Tapenya yang mungil ke berbagai negara lain. Tapi akhirnya melegenda

dengan Sony Walkman-nya. Yang juga cukup unik bahwa ilmu dan teori

dimana orang harus belajar dari kegagalan ini mulai

diformulasikan di Jepang dengan nama shippaigaku (ilmu kegagalan).

Kapan-kapan saya akan kupas lebih jauh tentang ini

7. BUDAYA BACA

Jangan kaget kalau anda datang ke Jepang dan masuk ke densha (kereta

listrik), sebagian besar penumpangnya baik anak-anak maupun

dewasa sedang membaca buku atau koran.

Tidak peduli duduk atau berdiri, banyak yang memanfaatkan waktu di densha untuk membaca. Banyak

penerbit yang mulai membuat man-ga (komik bergambar) untuk materi-materi kurikulum sekolah baik SD, SMP maupun SMA.

Pelajaran Sejarah, Biologi, Bahasa, dsb disajikan dengan menarik yang

membuat minat baca masyarakat semakin tinggi. Saya pernah membahas

masalah komik pendidikan di blog ini. Budaya baca

orang Jepang juga didukung oleh kecepatan dalam proses penerjemahan

buku-buku asing (bahasa inggris, perancis, jerman, dsb). Konon kabarnya legenda penerjemahan

buku-buku asing sudah dimulai pada tahun 1684, seiring dibangunnya institut

penerjemahan dan terus berkembang sampai jaman modern.

Biasanya terjemahan buku bahasa Jepang sudah tersedia dalam

beberapa minggu sejak buku asingnya diterbitkan.

8. KERJASAMA KELOMPOK

Budaya di Jepang tidak terlalu mengakomodasi kerja-kerja yang terlalu

bersifat individualistik.

Termasuk klaim hasil pekerjaan, biasanya ditujukan untuk tim atau kelompok tersebut. Fenomena ini tidak hanya di dunia kerja, kondisi kampus dengan lab penelitiannya juga seperti itu, mengerjakan

tugas mata kuliah biasanya juga dalam bentuk kelompok. Kerja dalam

kelompok mungkin salah satu kekuatan terbesar orang Jepang. Ada anekdot bahwa "1 orang professor Jepang akan kalah dengan satu

orang professor Amerika, hanya 10 orang professor Amerika tidak akan bisa mengalahkan 10 orang professor Jepang yang berkelompok" . Musyawarah mufakat atau sering disebut dengan "rin-gi" adalah ritual dalam kelompok. Keputusan strategis harus dibicarakan dalam

"rin-gi".

### Latihan
Sebutkan setiap istilah bahasa Jepang dalam kutipan teks tentang budaya Jepang yang disertai padanan atau penjelasannya dalam bahasa Indonesia, beserta padanan tersebut. Catatan yang menyusul tidak berperan apa pun dalam latihan ini.

Data lokalisasi titik per instans:
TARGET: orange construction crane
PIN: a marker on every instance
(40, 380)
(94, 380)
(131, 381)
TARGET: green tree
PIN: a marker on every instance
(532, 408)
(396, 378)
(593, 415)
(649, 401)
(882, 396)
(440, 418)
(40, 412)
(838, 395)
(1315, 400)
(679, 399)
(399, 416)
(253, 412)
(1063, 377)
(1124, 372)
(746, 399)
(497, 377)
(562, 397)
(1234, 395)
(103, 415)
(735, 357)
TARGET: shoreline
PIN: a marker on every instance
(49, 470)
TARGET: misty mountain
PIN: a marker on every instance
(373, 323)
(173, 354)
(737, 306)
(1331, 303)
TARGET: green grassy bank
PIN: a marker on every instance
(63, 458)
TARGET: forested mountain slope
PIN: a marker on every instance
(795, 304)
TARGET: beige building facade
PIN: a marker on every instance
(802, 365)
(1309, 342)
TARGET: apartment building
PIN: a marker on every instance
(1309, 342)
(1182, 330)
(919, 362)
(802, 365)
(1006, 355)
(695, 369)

### Hasil Tugas
- shippaigaku: ilmu kegagalan
- densha: kereta listrik
- man-ga: komik bergambar
- rin-gi: musyawarah mufakat